# [TASK REQUIREMENTS]
Return the records below word for word.

★ ★ ★ ★ ★ ★ ★

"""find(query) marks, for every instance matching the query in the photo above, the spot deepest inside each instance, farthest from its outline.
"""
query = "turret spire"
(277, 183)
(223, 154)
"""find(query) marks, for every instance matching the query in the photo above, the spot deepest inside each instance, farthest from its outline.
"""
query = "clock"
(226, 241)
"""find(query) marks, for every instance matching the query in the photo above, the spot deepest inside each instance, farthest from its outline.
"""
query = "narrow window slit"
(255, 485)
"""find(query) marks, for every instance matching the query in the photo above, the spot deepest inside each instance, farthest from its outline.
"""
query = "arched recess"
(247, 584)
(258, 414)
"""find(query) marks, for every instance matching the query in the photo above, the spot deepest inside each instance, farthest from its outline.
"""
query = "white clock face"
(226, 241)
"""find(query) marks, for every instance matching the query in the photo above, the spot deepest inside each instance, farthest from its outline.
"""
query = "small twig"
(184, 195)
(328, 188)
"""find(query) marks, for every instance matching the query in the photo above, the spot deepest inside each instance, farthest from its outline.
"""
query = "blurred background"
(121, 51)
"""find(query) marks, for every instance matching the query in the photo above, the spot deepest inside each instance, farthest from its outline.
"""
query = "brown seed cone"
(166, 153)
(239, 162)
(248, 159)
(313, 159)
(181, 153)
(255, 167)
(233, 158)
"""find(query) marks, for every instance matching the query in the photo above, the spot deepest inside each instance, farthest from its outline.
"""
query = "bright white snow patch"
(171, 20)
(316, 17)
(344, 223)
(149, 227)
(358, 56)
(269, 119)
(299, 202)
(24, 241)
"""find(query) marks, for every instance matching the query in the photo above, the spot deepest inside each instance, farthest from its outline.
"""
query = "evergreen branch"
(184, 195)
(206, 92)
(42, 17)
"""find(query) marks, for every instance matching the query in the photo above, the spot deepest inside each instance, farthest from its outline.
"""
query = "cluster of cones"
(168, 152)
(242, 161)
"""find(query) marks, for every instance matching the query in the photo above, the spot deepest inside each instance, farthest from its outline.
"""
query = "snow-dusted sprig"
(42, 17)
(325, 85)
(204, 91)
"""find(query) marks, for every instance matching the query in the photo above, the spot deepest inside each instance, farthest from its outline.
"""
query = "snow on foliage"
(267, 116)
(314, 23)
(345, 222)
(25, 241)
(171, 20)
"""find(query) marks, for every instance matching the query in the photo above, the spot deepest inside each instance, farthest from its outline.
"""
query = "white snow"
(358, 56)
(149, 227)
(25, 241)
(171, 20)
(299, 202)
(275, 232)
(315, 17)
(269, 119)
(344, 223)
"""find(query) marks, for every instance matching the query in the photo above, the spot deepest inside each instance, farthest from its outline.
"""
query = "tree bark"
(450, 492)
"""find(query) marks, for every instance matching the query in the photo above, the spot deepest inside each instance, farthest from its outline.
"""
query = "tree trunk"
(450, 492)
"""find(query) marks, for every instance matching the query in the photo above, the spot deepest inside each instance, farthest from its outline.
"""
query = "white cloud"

★ ★ ★ ★ ★ ★ ★

# [WRITTEN SOLUTION]
"""find(query) marks, for every instance matching the query in the photo above, the spot deepest inside each instance, farthest from its outline.
"""
query = "turret spire"
(277, 183)
(223, 154)
"""find(query) marks, for every instance matching the query in the photo above, the spot deepest inside each instance, farthest from its outline.
"""
query = "clock"
(226, 241)
"""find(query) marks, for every instance matching the query in the photo above, the spot deepest inside each instance, farthest from its outline.
"""
query = "narrow window slit"
(255, 485)
"""find(query) marks, for every instance matching the query in the photo above, the spot deepest inside each instance, farthest from its outline.
"""
query = "arched recess"
(247, 584)
(258, 414)
"""find(query) marks, for every instance matching the query in the photo above, the spot deepest inside each instance, farthest from its outline.
"""
query = "white clock face"
(226, 241)
"""find(query) marks, for every instance matching the query in the photo above, the spot deepest inside each instance, farthest from its outline.
"""
query = "small twig"
(184, 195)
(328, 188)
"""find(query) marks, for every instance matching the query in the photo above, the spot deepest inside each instance, farthest from its outline.
"""
query = "blurred background"
(121, 51)
"""find(query) marks, for every instance matching the query in the photo above, the spot deepest inside each instance, farthest from its outline.
"""
query = "brown seed cone"
(166, 153)
(239, 162)
(248, 159)
(313, 159)
(181, 153)
(255, 167)
(233, 158)
"""find(query) marks, for every instance matching the query in the photo above, the spot deepest inside each instance, farthest from its outline.
"""
query = "bright white snow patch"
(171, 20)
(316, 17)
(344, 223)
(149, 227)
(358, 56)
(269, 119)
(299, 202)
(24, 241)
"""find(query) marks, for every instance matching the query in the photo above, the spot deepest inside each instance, farthest from its outline.
"""
query = "evergreen branch"
(184, 195)
(206, 92)
(42, 17)
"""find(query) marks, for every instance matching the query in the photo above, the spot deepest inside each instance, farthest from its outline.
"""
query = "cluster of cones"
(168, 152)
(242, 161)
"""find(query) marks, for every instance matching the query in the photo above, the spot deepest inside each instance, farthest from its outline.
"""
query = "snow-dusted sprig"
(42, 17)
(325, 85)
(204, 91)
"""find(query) marks, for every instance matching the query in the photo above, the spot deepest inside each instance, farthest from its outline.
"""
query = "snow on foliage"
(267, 116)
(314, 23)
(345, 222)
(25, 241)
(171, 20)
"""find(query) marks, for every instance matching the query in the photo above, the spot deepest inside each instance, farthest from its outline.
"""
query = "white snow"
(358, 56)
(149, 227)
(25, 241)
(171, 20)
(299, 202)
(275, 232)
(315, 17)
(269, 119)
(344, 223)
"""find(query) marks, for every instance matching the query in the photo above, the spot deepest inside each instance, farthest from its outline.
"""
query = "tree bark"
(450, 492)
"""find(query) marks, for every instance matching the query in the photo above, the spot deepest inside each instance, farthest from its outline.
"""
query = "tree trunk"
(450, 492)
"""find(query) marks, for every instance matching the query in the photo above, the spot deepest inside each instance, farthest from its outline.
"""
query = "white cloud"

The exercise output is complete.